● **Arbeitsauftrag**: Zitiere den Ausgangstext über die RAF und die Aussage von Frau Becker vollständig und wortgetreu.

● **Ausgangstext**:
● ● ●
Alle sind erschüttert und enttäuscht, haben sie sich doch so viel von ihrer Aussage erwartet. Ja, was haben sie denn gedacht, was sie sagt, die Frau Becker? Dass sie auspackt und erzählt, was damals in der RAF vonstatten ging? Wer welches Attentat wann geplant und ausgeführt hat? Hat das wirklich, allen Ernstes jemand geglaubt?
Wir fassen zusammen: Die Mitglieder der Roten Armee Fraktion, kurz RAF, bestanden aus Juristen, Journalisten, Soziologen und anderen Intellektuellen. Das waren keine Checker, die ein bisschen cool sein wollten. Es waren keine ideologisch verwirrten Glatzköpfe, keine religiös fanatischen Turbanträger und keine heiligen Krieger. Es waren Menschen, die ein Problem mit dem Ablauf und der Struktur innerhalb des deutschen Staates hatten. Es waren nicht nur zwei oder drei, es waren viele. Einige haben sich selbst das Leben genommen, andere wurden getötet, ein paar wenige dingfest gemacht. Ausgepackt hat bisher keiner. Warum auch? Warum sollen sie heute erklären, warum sie damals für ihre Überzeugungen gekämpft und getötet haben. Die RAF-Morde sind nicht spontan passiert, sie hatten keinen fremdenfeindlichen Hintergrund, sie waren vielmehr gesellschaftsfeindlich, wenn man so will. Die Opfer wurden nach ihrer Funktion im Staat ausgesucht, nicht nach ihrer Hautfarbe oder ihrer ethnischen Herkunft. Es waren keine spontanen Aktionen, keine Racheakte, keine unüberlegten Handlungen, sondern exakte Gleichungen: mathematische Berechnungen mit genau einer Lösung.
● ● ●
● **Bereitgestellte Daten**:
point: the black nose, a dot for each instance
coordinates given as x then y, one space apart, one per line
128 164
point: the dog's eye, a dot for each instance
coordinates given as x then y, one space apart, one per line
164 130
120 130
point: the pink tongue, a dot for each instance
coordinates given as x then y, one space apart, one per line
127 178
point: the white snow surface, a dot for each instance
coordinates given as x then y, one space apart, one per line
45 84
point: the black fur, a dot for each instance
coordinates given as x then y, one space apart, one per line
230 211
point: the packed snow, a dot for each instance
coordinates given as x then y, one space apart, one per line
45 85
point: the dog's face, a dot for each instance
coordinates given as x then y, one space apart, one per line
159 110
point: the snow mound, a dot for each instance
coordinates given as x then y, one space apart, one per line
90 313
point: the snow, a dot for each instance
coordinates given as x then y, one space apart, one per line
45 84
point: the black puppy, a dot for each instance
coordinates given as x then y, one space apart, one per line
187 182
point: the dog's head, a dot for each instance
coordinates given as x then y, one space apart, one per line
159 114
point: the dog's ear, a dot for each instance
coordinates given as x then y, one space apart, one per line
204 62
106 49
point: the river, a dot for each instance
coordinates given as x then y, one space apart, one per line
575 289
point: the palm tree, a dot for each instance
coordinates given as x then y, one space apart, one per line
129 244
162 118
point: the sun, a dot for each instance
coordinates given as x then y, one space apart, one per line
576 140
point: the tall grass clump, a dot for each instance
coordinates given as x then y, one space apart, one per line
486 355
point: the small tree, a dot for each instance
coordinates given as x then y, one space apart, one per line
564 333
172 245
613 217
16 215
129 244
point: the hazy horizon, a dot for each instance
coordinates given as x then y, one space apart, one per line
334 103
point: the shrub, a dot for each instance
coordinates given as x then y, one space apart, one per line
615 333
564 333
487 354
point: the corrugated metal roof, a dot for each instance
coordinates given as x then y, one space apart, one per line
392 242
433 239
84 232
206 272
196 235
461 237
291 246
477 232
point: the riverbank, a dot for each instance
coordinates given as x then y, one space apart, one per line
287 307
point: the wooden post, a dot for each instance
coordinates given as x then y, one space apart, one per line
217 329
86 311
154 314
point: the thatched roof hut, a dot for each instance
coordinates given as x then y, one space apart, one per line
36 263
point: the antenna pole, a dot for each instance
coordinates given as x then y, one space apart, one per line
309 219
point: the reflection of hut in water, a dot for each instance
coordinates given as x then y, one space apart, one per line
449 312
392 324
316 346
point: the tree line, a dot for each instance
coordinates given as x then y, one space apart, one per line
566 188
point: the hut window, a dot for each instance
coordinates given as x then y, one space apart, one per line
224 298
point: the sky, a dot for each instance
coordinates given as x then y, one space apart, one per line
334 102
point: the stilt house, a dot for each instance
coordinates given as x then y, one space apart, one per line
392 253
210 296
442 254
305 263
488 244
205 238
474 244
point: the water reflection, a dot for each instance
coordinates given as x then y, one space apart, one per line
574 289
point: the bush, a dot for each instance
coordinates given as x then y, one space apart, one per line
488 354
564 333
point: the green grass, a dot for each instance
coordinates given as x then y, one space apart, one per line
● ● ●
● **Ergebnis der Übung**:
Alle sind erschüttert und enttäuscht, haben sie sich doch so viel von ihrer Aussage erwartet. Ja, was haben sie denn gedacht, was sie sagt, die Frau Becker? Dass sie auspackt und erzählt, was damals in der RAF vonstatten ging? Wer welches Attentat wann geplant und ausgeführt hat? Hat das wirklich, allen Ernstes jemand geglaubt?
Wir fassen zusammen: Die Mitglieder der Roten Armee Fraktion, kurz RAF, bestanden aus Juristen, Journalisten, Soziologen und anderen Intellektuellen. Das waren keine Checker, die ein bisschen cool sein wollten. Es waren keine ideologisch verwirrten Glatzköpfe, keine religiös fanatischen Turbanträger und keine heiligen Krieger. Es waren Menschen, die ein Problem mit dem Ablauf und der Struktur innerhalb des deutschen Staates hatten. Es waren nicht nur zwei oder drei, es waren viele. Einige haben sich selbst das Leben genommen, andere wurden getötet, ein paar wenige dingfest gemacht. Ausgepackt hat bisher keiner. Warum auch? Warum sollen sie heute erklären, warum sie damals für ihre Überzeugungen gekämpft und getötet haben. Die RAF-Morde sind nicht spontan passiert, sie hatten keinen fremdenfeindlichen Hintergrund, sie waren vielmehr gesellschaftsfeindlich, wenn man so will. Die Opfer wurden nach ihrer Funktion im Staat ausgesucht, nicht nach ihrer Hautfarbe oder ihrer ethnischen Herkunft. Es waren keine spontanen Aktionen, keine Racheakte, keine unüberlegten Handlungen, sondern exakte Gleichungen: mathematische Berechnungen mit genau einer Lösung.